### Your goal
Look below for the line holding "negative clicks: (492, 768)" and the line holding "positive clicks: (469, 879) (466, 815)". Transcribe exactly those lines and all lines between them, nothing more.

(Data entries)

----------

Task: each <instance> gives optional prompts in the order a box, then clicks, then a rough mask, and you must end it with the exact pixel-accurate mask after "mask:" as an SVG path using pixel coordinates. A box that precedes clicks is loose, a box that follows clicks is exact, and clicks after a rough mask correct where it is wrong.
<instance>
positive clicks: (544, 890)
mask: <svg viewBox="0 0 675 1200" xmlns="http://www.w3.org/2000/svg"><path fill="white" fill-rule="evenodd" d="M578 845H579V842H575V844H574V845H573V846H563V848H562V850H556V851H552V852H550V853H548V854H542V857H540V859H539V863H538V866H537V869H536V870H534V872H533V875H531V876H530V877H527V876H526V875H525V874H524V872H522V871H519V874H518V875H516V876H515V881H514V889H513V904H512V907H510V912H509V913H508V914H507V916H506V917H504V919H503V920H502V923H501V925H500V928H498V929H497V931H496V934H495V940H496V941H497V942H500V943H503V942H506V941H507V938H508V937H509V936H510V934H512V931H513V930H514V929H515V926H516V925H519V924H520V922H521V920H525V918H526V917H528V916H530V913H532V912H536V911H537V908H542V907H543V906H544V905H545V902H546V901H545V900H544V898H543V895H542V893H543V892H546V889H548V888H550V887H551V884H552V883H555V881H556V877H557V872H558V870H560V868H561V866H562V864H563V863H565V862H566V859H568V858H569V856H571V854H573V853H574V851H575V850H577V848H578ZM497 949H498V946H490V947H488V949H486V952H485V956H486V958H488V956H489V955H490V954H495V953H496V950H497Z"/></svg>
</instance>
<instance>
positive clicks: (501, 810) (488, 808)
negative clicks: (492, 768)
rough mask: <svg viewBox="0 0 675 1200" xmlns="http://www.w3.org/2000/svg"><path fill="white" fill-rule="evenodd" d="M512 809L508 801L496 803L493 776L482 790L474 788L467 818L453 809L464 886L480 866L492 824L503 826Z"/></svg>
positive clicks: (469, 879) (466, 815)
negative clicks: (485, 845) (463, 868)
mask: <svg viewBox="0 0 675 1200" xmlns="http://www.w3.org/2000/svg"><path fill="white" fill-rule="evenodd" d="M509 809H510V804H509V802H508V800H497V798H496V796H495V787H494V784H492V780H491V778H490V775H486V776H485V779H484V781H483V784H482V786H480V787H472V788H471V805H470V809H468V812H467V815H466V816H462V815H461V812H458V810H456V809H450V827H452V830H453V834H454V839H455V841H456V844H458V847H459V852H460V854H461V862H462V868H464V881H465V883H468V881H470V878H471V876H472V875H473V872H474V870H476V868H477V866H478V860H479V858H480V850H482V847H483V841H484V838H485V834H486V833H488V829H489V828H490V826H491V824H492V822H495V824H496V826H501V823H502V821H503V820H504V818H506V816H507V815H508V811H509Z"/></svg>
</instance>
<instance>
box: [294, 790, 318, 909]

----------

### Answer to this exercise
negative clicks: (492, 768)
rough mask: <svg viewBox="0 0 675 1200" xmlns="http://www.w3.org/2000/svg"><path fill="white" fill-rule="evenodd" d="M512 809L508 801L496 803L493 776L482 790L474 788L467 818L453 809L464 886L480 866L492 824L503 826Z"/></svg>
positive clicks: (469, 879) (466, 815)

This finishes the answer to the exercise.